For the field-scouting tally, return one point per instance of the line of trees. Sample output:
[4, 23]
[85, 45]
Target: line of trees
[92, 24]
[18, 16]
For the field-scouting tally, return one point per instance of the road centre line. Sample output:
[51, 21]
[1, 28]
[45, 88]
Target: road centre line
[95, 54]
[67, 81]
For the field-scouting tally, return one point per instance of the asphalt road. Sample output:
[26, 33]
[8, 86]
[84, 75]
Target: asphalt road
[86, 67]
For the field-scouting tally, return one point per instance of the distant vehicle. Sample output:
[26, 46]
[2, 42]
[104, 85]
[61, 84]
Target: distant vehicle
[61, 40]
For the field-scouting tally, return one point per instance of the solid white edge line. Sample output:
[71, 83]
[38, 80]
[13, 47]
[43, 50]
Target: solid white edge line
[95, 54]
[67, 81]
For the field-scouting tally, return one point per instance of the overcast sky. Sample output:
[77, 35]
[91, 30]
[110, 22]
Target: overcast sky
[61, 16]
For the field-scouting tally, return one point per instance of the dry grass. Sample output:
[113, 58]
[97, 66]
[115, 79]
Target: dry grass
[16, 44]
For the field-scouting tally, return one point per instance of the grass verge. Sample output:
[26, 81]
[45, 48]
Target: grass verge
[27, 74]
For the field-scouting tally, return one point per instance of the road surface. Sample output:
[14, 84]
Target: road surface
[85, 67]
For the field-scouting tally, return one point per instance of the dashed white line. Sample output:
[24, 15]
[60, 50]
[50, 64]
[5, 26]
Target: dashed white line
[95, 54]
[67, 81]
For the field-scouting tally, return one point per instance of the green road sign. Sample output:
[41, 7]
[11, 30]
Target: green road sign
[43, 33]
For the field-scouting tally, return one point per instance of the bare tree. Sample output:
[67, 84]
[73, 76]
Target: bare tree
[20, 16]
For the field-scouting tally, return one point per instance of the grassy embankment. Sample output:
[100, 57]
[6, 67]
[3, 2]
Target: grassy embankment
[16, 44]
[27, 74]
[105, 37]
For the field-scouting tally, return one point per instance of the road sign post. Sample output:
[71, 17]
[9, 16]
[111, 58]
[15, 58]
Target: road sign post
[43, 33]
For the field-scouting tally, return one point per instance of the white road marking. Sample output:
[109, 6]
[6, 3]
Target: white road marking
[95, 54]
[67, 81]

### Directions for this task
Your task is to extract the lines running from the one with "of the green" to the end of the material, inclusive, copying each exactly and adding nothing.

### Result for this exercise
For the field-scouting tally, return one point per instance of the green road sign. Sample output:
[41, 7]
[11, 30]
Target: green road sign
[43, 33]
For the field-scouting tally, return one point per instance of the bare tree. Sample output:
[67, 84]
[73, 76]
Target: bare tree
[20, 16]
For the field-scouting tally, return one point per instance of the grassy embankment. Sample output:
[100, 57]
[6, 67]
[3, 2]
Target: grassy embankment
[16, 44]
[27, 74]
[105, 37]
For the field-scouting tally, return one point per instance of the road sign post. Sample output:
[71, 17]
[9, 16]
[111, 58]
[15, 58]
Target: road sign post
[43, 33]
For the field-scouting tally, return one point per instance of the white road marking. Sample output:
[109, 6]
[6, 3]
Target: white road marking
[95, 54]
[67, 81]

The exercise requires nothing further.